** ACTIVITY **
The output should be the records themselves, given again exactly.

** SOURCE MATERIAL **
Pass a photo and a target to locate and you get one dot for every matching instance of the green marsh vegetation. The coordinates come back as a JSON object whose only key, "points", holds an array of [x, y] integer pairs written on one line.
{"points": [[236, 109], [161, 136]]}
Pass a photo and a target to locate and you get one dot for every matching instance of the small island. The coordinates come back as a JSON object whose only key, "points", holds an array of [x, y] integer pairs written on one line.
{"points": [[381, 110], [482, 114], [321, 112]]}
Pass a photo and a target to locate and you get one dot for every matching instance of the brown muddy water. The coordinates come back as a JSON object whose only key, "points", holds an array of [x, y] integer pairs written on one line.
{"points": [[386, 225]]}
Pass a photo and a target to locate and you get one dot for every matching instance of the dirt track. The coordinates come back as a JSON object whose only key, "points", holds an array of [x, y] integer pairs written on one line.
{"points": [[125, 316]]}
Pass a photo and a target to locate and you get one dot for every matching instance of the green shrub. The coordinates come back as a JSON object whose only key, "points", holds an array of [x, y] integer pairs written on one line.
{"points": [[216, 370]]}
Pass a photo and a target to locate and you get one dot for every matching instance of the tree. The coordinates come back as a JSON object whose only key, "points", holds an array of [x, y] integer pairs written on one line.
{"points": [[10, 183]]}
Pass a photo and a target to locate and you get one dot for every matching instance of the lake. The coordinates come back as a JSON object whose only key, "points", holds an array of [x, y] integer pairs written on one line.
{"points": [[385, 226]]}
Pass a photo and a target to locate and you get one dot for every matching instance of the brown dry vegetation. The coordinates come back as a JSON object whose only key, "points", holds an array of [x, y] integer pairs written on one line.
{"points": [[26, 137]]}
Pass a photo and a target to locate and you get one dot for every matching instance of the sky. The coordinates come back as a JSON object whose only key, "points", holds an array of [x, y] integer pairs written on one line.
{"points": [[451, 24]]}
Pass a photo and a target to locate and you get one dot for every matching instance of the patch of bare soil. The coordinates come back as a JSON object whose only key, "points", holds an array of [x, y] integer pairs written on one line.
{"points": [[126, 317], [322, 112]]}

** ANSWER TO THE PROBLEM **
Pass a photo and a target to locate and you get one dot for every matching instance of the green marsh vegetation. The coordinates come back as a JSON object whose only key, "points", holds an array of [x, y] integer pairs written on one line.
{"points": [[236, 109], [161, 136]]}
Pass a photo and a target to locate and you get one dot for every matching instance of the small island. The coordinates come back as a JSON object whose only key, "points", holds an array of [x, y] integer pairs written on one line.
{"points": [[381, 110], [482, 114], [321, 112]]}
Pass a photo and a target to locate and you get one dot for every matching instance of the brown muddy water. The coordinates come back as a JSON object whose only key, "points", holds an array of [x, y] integer pairs written on one line.
{"points": [[386, 225]]}
Pass a photo and a target to locate and you get one dot for every matching instance of the dirt track. The coordinates come back as a JSON object whose only key, "points", holds an array of [x, y] integer pairs written on one line.
{"points": [[125, 316]]}
Pass a photo and a target to locate and you get one dot for every matching instance of the green shrub. The coordinates come back as a JSON object whose only key, "points", holds an array of [x, y] integer pairs written on one line.
{"points": [[216, 370]]}
Pass a photo and a target to locate and you get one dot for every matching instance of the tree. The coordinates come back as a JSON object whose only key, "points", holds an array of [x, y] integer pairs written on one line.
{"points": [[10, 183]]}
Pass a photo and a target to locate and you get one dot for every matching instance of the lake. The coordinates come back as a JSON object whose only key, "points", holds an array of [x, y] integer pairs written on one line.
{"points": [[385, 226]]}
Pass a photo and a target to locate and you get one dot for every matching instance of the brown dry vegetation. The coordinates come back as a JSON object whose only key, "points", holds an array of [x, y] integer pairs written on one line.
{"points": [[26, 137]]}
Pass a photo and a target to locate and you get one dot for every matching instance of the sky. The coordinates come back as a JSON object whose only key, "points", holds an array of [x, y] integer pairs written on one line.
{"points": [[451, 24]]}
Pass a photo and a target to locate and you get one dot for every matching instance of the patch of bare soil. The coordinates come back as a JSON object whose only key, "points", holds an array of [x, y] integer pairs written on one line.
{"points": [[126, 317], [322, 112]]}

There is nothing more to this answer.